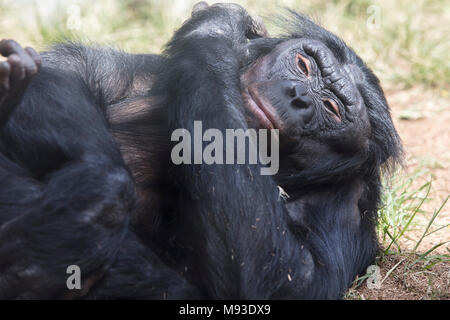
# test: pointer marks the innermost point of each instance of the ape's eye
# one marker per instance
(303, 64)
(332, 108)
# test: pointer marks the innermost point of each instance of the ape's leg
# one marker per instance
(15, 73)
(65, 199)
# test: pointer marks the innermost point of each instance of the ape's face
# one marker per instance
(301, 89)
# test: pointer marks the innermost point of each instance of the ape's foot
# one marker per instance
(20, 66)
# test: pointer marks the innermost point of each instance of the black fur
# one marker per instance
(86, 179)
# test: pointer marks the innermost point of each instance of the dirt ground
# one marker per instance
------------------------------------------------------------------------
What to work on >> Please output every line of the records above as a JSON list of strings, one string per line, skipping blank lines and leaving out the pictures.

Expected answer >>
[
  "# test: pointer marks the innermost point of each instance of the ape's eye",
  "# one marker per instance",
  "(303, 64)",
  "(332, 108)",
  "# test: pointer marks the innermost point of each instance of the ape's leg",
  "# one marker per instance",
  "(15, 73)",
  "(65, 199)",
  "# test: pointer marks the innermost point of each instance of the ape's face",
  "# one marker per instance",
  "(301, 89)",
  "# test: pointer marks the innermost point of each instance of the ape's foot",
  "# one marker per instance",
  "(20, 66)",
  "# test: pointer marks the innermost point of each instance of the black fur",
  "# one marker per instance",
  "(86, 179)",
  "# test: pointer marks the innermost point of each instance of the dirt ground",
  "# one marker per instance"
]